> Task objective
Each line of the material below should be reproduced exactly.

[Dataset entries]
++++
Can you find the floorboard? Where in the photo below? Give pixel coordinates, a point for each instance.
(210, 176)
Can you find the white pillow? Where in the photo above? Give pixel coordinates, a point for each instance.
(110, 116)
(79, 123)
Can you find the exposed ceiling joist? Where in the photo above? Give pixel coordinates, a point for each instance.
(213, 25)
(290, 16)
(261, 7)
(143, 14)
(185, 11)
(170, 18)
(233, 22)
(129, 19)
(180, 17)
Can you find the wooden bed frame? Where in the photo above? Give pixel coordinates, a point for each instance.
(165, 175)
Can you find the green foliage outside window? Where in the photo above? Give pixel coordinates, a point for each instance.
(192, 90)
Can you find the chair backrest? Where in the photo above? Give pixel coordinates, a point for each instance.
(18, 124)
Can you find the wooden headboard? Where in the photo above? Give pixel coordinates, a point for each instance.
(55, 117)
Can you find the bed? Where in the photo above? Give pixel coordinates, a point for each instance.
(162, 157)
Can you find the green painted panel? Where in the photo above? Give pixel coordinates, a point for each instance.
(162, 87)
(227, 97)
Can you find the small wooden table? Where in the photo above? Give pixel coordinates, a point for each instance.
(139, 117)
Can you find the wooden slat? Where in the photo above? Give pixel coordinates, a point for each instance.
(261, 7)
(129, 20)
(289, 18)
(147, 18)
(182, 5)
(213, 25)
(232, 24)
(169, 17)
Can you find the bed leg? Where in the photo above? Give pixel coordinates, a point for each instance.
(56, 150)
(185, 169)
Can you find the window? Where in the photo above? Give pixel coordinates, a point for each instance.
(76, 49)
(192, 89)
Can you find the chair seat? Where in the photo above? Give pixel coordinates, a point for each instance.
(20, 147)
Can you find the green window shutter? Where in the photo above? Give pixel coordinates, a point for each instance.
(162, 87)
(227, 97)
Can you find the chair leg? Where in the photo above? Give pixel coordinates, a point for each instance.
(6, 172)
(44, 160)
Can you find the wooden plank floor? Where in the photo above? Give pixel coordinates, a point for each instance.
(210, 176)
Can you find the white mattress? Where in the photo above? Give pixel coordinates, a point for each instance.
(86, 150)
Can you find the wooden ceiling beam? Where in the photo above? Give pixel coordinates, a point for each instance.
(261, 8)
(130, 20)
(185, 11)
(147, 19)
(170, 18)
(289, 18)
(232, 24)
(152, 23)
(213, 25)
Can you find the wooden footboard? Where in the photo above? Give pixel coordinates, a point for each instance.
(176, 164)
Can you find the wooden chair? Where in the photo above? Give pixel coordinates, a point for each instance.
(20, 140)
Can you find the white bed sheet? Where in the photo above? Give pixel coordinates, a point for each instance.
++++
> Full solution
Can you find the floorboard? Where in the photo below? Give pixel coordinates, a point for each instance.
(210, 176)
Can you find the white pillow? Where in the photo above? Give pixel coordinates, a point for each instance.
(110, 116)
(79, 123)
Can you find the exposed ceiling joist? Where in the photo above? Give pixel coordinates, a point for each instance.
(213, 25)
(290, 16)
(261, 7)
(143, 14)
(185, 11)
(170, 18)
(233, 22)
(129, 19)
(180, 17)
Can you find the wooden bed frame? Where in the photo above? Give pixel coordinates, a point for each instance.
(165, 175)
Can you find the green foliage outside window? Where in the photo above? Give pixel coordinates, a point for each instance.
(192, 90)
Can you find the chair backrest? Where in the photo above? Give pixel coordinates, a point for each instance.
(18, 124)
Can you find the wooden headboard? Where in the photo above? Give pixel coordinates, a point for each instance.
(55, 117)
Can you find the bed? Where in the photo above? Give pixel coordinates, a point for each instance.
(162, 157)
Can you find the green painted panel? Where in the photo above? Give pixel coordinates, a point for each instance.
(162, 87)
(227, 97)
Can you find the small wooden table? Where in the photo above? Give pixel coordinates, a point for each instance.
(139, 117)
Can you find the wooden slat? Where in the photo above? Give pixel coordinates, a point for each instance.
(261, 7)
(129, 20)
(289, 18)
(147, 18)
(182, 5)
(213, 25)
(232, 24)
(169, 17)
Can you find the bed leg? Where in the photo above? Give pixel coordinates, a point for each instance.
(56, 150)
(185, 169)
Can you find the window? Where in the photo above? Give pixel coordinates, a point for each instance.
(76, 49)
(192, 89)
Can you find the chair seat? Where in the photo above? Give pixel coordinates, a point for each instance.
(20, 147)
Can you find the green window shutter? Where in the photo above? Give pixel coordinates, a point for each instance.
(162, 87)
(227, 97)
Can you find the chair leg? Where in the photo above? Give pixel coordinates, a point for each instance.
(6, 172)
(44, 160)
Can you find the wooden plank floor? Where in the photo above? Give pixel coordinates, a point for each instance.
(210, 176)
Can you find the white mattress? Where in the photo above? Give pixel coordinates, a point for each instance.
(86, 150)
Can you find the wooden ceiling beam? Where in the photo above? Give pixel coordinates, a point for each instance.
(261, 8)
(130, 20)
(185, 11)
(147, 19)
(170, 18)
(289, 18)
(232, 24)
(152, 23)
(213, 25)
Can you find the wooden footboard? Where in the photo above? Give pixel coordinates, a point for each instance.
(176, 164)
Can you find the wooden chair? Where in the photo above? Give pixel coordinates, a point for each instance.
(20, 140)
Can you find the white bed sheet? Where in the photo above? Give pixel coordinates, a point for each instance.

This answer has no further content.